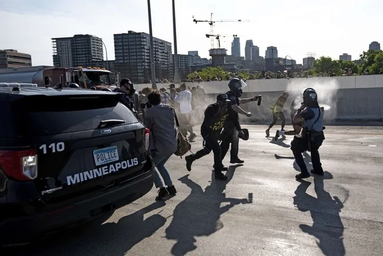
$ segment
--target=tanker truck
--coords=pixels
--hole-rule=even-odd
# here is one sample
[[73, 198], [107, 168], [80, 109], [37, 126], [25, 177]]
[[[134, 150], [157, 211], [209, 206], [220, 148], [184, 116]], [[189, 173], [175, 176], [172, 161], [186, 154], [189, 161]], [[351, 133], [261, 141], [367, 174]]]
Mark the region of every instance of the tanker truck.
[[[39, 87], [71, 87], [109, 91], [112, 84], [111, 71], [104, 68], [60, 68], [37, 66], [0, 69], [0, 82], [35, 83]], [[75, 87], [76, 86], [74, 86]]]

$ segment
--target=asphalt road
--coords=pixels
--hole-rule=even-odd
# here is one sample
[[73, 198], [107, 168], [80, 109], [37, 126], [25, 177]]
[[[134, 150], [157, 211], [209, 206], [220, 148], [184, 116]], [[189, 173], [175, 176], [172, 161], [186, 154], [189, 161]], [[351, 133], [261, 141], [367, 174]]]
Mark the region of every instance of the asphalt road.
[[[23, 255], [383, 254], [383, 127], [327, 127], [319, 150], [324, 176], [298, 182], [292, 137], [274, 142], [265, 126], [244, 127], [245, 163], [230, 166], [228, 181], [212, 178], [212, 153], [190, 173], [173, 156], [167, 167], [175, 196], [156, 203], [153, 187], [103, 224], [56, 236]], [[192, 151], [201, 147], [199, 136]]]

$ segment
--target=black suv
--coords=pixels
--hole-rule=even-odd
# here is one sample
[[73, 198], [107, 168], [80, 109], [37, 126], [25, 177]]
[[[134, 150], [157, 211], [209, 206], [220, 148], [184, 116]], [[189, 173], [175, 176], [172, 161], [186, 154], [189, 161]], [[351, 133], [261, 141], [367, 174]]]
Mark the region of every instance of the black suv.
[[0, 84], [0, 245], [28, 243], [150, 190], [149, 131], [121, 95]]

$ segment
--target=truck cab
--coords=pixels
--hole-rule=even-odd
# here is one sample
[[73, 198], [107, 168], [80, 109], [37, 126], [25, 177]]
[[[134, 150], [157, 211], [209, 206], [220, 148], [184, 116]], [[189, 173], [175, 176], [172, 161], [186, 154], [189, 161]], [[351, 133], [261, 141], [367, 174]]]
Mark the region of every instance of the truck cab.
[[70, 68], [67, 69], [67, 83], [77, 83], [82, 88], [96, 90], [113, 91], [116, 86], [112, 84], [111, 72], [104, 68], [91, 67]]

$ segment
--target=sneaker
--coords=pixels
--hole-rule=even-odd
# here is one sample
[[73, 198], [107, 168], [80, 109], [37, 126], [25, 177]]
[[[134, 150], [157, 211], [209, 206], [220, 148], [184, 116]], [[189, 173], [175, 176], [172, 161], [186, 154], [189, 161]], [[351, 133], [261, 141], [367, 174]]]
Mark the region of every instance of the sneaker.
[[[281, 130], [282, 131], [282, 130]], [[277, 132], [276, 132], [276, 136], [274, 137], [274, 140], [276, 141], [279, 137], [279, 131], [278, 130], [277, 130]]]
[[302, 180], [302, 179], [306, 179], [310, 177], [310, 175], [309, 173], [307, 174], [300, 173], [295, 175], [295, 179], [297, 180]]
[[239, 158], [237, 158], [236, 159], [230, 160], [230, 163], [243, 163], [244, 162], [244, 161], [243, 161], [243, 160], [241, 160]]
[[[213, 165], [213, 168], [214, 168], [214, 169], [215, 168], [215, 164]], [[223, 166], [222, 167], [222, 169], [221, 169], [222, 170], [225, 170], [225, 171], [226, 171], [226, 170], [227, 170], [229, 169], [229, 167], [227, 167], [227, 166]]]
[[174, 195], [177, 193], [177, 190], [176, 190], [176, 188], [174, 187], [174, 185], [168, 187], [167, 190], [169, 192], [169, 194], [171, 195]]
[[190, 172], [192, 170], [192, 164], [193, 163], [193, 159], [190, 156], [185, 157], [185, 161], [186, 161], [186, 169]]
[[193, 141], [193, 139], [196, 138], [196, 137], [197, 137], [197, 134], [195, 133], [190, 134], [190, 136], [189, 136], [189, 140], [190, 140], [190, 141]]
[[315, 170], [314, 169], [311, 170], [311, 173], [313, 174], [316, 174], [317, 175], [320, 175], [321, 176], [323, 176], [323, 175], [324, 174], [323, 170]]
[[224, 175], [224, 174], [223, 174], [222, 173], [216, 173], [214, 176], [215, 178], [216, 178], [218, 180], [225, 181], [228, 179], [228, 177]]
[[166, 188], [160, 188], [157, 193], [158, 195], [156, 197], [156, 200], [162, 200], [163, 197], [169, 194], [169, 192], [167, 190]]

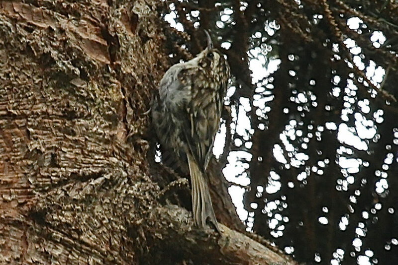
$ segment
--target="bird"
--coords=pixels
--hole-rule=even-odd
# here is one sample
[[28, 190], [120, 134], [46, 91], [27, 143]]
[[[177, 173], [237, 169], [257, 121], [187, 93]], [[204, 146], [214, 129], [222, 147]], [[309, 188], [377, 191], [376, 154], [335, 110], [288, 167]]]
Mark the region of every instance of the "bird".
[[194, 58], [171, 66], [158, 86], [151, 107], [154, 131], [162, 149], [174, 153], [189, 169], [195, 224], [204, 228], [208, 219], [217, 231], [207, 169], [220, 125], [230, 70], [225, 56], [207, 46]]

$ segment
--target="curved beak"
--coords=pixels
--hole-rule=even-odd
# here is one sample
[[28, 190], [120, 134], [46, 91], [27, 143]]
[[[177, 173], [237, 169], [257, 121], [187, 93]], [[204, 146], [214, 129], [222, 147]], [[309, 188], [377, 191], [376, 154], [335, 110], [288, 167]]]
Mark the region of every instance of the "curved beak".
[[210, 34], [208, 34], [208, 32], [205, 29], [204, 30], [204, 33], [206, 33], [206, 37], [207, 38], [207, 49], [209, 51], [211, 49], [213, 49], [213, 42], [211, 41], [211, 38], [210, 37]]

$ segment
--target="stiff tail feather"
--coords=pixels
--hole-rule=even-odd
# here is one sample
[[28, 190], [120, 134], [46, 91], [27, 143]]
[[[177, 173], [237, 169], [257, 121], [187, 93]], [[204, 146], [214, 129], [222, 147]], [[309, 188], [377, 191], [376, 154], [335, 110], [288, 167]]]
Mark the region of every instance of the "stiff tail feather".
[[187, 154], [187, 156], [192, 184], [192, 211], [194, 212], [195, 224], [198, 226], [204, 227], [206, 225], [206, 219], [209, 217], [217, 231], [220, 233], [211, 203], [207, 180], [192, 155]]

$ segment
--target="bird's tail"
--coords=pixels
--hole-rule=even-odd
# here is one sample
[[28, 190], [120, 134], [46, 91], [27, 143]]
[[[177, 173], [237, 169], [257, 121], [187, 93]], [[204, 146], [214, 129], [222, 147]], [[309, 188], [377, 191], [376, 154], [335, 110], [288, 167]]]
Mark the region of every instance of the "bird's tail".
[[199, 168], [192, 155], [191, 154], [187, 155], [192, 185], [192, 211], [194, 212], [195, 224], [198, 226], [204, 227], [206, 224], [206, 219], [209, 217], [219, 233], [220, 230], [213, 209], [204, 173]]

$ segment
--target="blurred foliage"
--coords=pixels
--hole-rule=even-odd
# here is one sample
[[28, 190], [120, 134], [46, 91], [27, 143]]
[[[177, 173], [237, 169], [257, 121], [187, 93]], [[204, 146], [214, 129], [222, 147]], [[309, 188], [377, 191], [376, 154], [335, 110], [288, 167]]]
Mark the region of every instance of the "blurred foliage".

· · ·

## Aim of the task
Please update the records above by replacing "here is one sample" with "one worked sample" everywhere it occurs, keeping every other line unchanged. Leave the pictures out of your answer.

## Right answer
$ segment
--target=tanker truck
--coords=pixels
--hole-rule=even-odd
# one worked sample
[[73, 198], [107, 168], [80, 109], [37, 126], [25, 177]]
[[[134, 150], [157, 211], [209, 206], [220, 148], [184, 116]], [[189, 173], [175, 176], [172, 161], [186, 154], [189, 161]], [[351, 133], [261, 141], [367, 174]]]
Mark the region of every instance of the tanker truck.
[[[39, 87], [71, 87], [109, 91], [112, 84], [111, 71], [104, 68], [60, 68], [37, 66], [0, 69], [0, 82], [35, 83]], [[75, 87], [76, 86], [74, 86]]]

$ segment
--target=asphalt road
--coords=pixels
--hole-rule=even-odd
# one worked sample
[[73, 198], [107, 168], [80, 109], [37, 126], [25, 177]]
[[[134, 150], [157, 211], [209, 206], [220, 148], [184, 116]], [[189, 173], [175, 176], [172, 161], [186, 154], [189, 161]], [[351, 133], [261, 141], [367, 174]]]
Mark the region of every instance of the asphalt road.
[[[23, 255], [383, 254], [383, 127], [327, 127], [319, 150], [324, 176], [298, 182], [292, 137], [274, 142], [265, 126], [244, 127], [245, 163], [230, 166], [228, 181], [212, 178], [212, 153], [190, 173], [173, 156], [167, 167], [175, 196], [156, 203], [153, 187], [103, 224], [56, 236]], [[192, 151], [201, 147], [199, 136]]]

$ segment
--target=black suv
--coords=pixels
--hole-rule=even-odd
# one worked sample
[[73, 198], [107, 168], [80, 109], [37, 126], [25, 177]]
[[[134, 150], [157, 211], [209, 206], [220, 148], [184, 116]], [[189, 173], [175, 176], [172, 161], [186, 154], [189, 161]], [[351, 133], [261, 141], [367, 174]]]
Mark the region of every instance of the black suv.
[[0, 84], [0, 245], [28, 243], [150, 190], [149, 131], [121, 95]]

$ segment
--target=truck cab
--coords=pixels
--hole-rule=even-odd
# one worked sample
[[73, 198], [107, 168], [80, 109], [37, 126], [25, 177]]
[[[134, 150], [157, 211], [209, 206], [220, 148], [184, 116]], [[189, 173], [175, 176], [172, 161], [186, 154], [189, 161]], [[351, 133], [261, 141], [367, 174]]]
Mark the region of every instance of the truck cab.
[[70, 68], [67, 69], [67, 83], [77, 83], [82, 88], [96, 90], [113, 91], [116, 86], [112, 84], [111, 72], [104, 68], [91, 67]]

$ segment
--target=sneaker
--coords=pixels
--hole-rule=even-odd
# one worked sample
[[73, 198], [107, 168], [80, 109], [37, 126], [25, 177]]
[[[134, 150], [157, 211], [209, 206], [220, 148], [184, 116]], [[189, 173], [175, 176], [172, 161], [186, 154], [189, 161]], [[351, 133], [261, 141], [367, 174]]]
Mark the region of every instance of the sneaker.
[[[281, 130], [282, 131], [282, 130]], [[277, 132], [276, 132], [276, 136], [274, 137], [274, 140], [276, 141], [279, 137], [279, 131], [278, 130], [277, 130]]]
[[302, 180], [302, 179], [306, 179], [310, 177], [310, 175], [309, 173], [307, 174], [300, 173], [295, 175], [295, 179], [297, 180]]
[[239, 158], [237, 158], [236, 159], [230, 160], [230, 163], [243, 163], [244, 162], [244, 161], [243, 161], [243, 160], [241, 160]]
[[[213, 165], [213, 168], [214, 168], [214, 169], [215, 168], [215, 164]], [[223, 166], [222, 167], [222, 169], [221, 169], [222, 170], [225, 170], [225, 171], [226, 171], [226, 170], [227, 170], [229, 169], [229, 167], [227, 167], [227, 166]]]
[[174, 195], [177, 193], [177, 190], [176, 190], [176, 188], [174, 187], [174, 185], [168, 187], [167, 190], [169, 192], [169, 194], [171, 195]]
[[190, 172], [192, 170], [192, 164], [193, 163], [193, 159], [190, 156], [185, 157], [185, 161], [186, 161], [186, 169]]
[[193, 141], [193, 139], [196, 138], [196, 137], [197, 137], [197, 134], [195, 133], [190, 134], [190, 136], [189, 136], [189, 140], [190, 140], [190, 141]]
[[315, 170], [314, 169], [311, 170], [311, 173], [313, 174], [316, 174], [317, 175], [320, 175], [321, 176], [323, 176], [323, 175], [324, 174], [323, 170]]
[[224, 175], [224, 174], [223, 174], [222, 173], [216, 173], [214, 176], [215, 178], [216, 178], [218, 180], [225, 181], [228, 179], [228, 177]]
[[166, 188], [160, 188], [157, 193], [158, 195], [156, 197], [156, 200], [162, 200], [163, 197], [169, 194], [169, 192], [167, 190]]

$ segment
--target="bird"
--coords=pixels
--hole-rule=even-odd
# one worked sample
[[28, 190], [120, 134], [46, 91], [27, 143]]
[[[177, 173], [237, 169], [257, 121], [187, 93]], [[204, 146], [214, 129], [222, 147]], [[309, 188], [377, 191], [376, 154], [335, 110], [288, 167]]]
Mark the region of every instance of the "bird".
[[194, 58], [171, 66], [158, 86], [151, 107], [154, 131], [162, 149], [174, 153], [189, 169], [195, 224], [204, 228], [208, 219], [217, 231], [207, 169], [220, 125], [230, 70], [225, 56], [207, 46]]

$ segment
--target="curved beak"
--coords=pixels
--hole-rule=even-odd
# one worked sample
[[28, 190], [120, 134], [46, 91], [27, 143]]
[[[177, 173], [237, 169], [257, 121], [187, 93]], [[204, 146], [214, 129], [222, 147]], [[309, 188], [377, 191], [376, 154], [335, 110], [288, 167]]]
Mark the region of every instance of the "curved beak".
[[210, 34], [208, 34], [208, 32], [205, 29], [204, 30], [204, 33], [206, 33], [206, 37], [207, 38], [207, 49], [209, 51], [211, 49], [213, 49], [213, 42], [211, 41], [211, 38], [210, 37]]

$ segment
--target="stiff tail feather"
--coords=pixels
--hole-rule=even-odd
# one worked sample
[[28, 190], [120, 134], [46, 91], [27, 143]]
[[[177, 173], [237, 169], [257, 121], [187, 93]], [[204, 146], [214, 129], [222, 147]], [[309, 188], [377, 191], [376, 154], [335, 110], [288, 167]]]
Mark the region of every instance of the "stiff tail feather".
[[187, 154], [187, 156], [192, 184], [192, 211], [194, 212], [195, 224], [198, 226], [204, 227], [206, 225], [206, 219], [209, 217], [217, 231], [220, 233], [211, 203], [207, 180], [192, 155]]

$ segment
--target="bird's tail"
--coords=pixels
--hole-rule=even-odd
# one worked sample
[[28, 190], [120, 134], [46, 91], [27, 143]]
[[[177, 173], [237, 169], [257, 121], [187, 93]], [[204, 146], [214, 129], [222, 147]], [[309, 188], [377, 191], [376, 154], [335, 110], [288, 167]]]
Mark the region of every instance of the "bird's tail".
[[199, 168], [192, 155], [191, 154], [187, 155], [192, 185], [192, 211], [194, 212], [195, 224], [198, 226], [204, 227], [206, 224], [206, 219], [209, 217], [219, 233], [220, 230], [213, 209], [204, 173]]

$ segment
--target="blurred foliage"
--coords=pixels
--hole-rule=even-odd
# one worked sample
[[28, 190], [120, 134], [46, 91], [27, 143]]
[[[177, 173], [237, 169], [257, 121], [187, 93]], [[204, 146], [214, 129], [222, 147]], [[309, 188], [377, 191], [376, 154], [335, 110], [288, 167]]]
Mark the region of every instance of the "blurred foliage".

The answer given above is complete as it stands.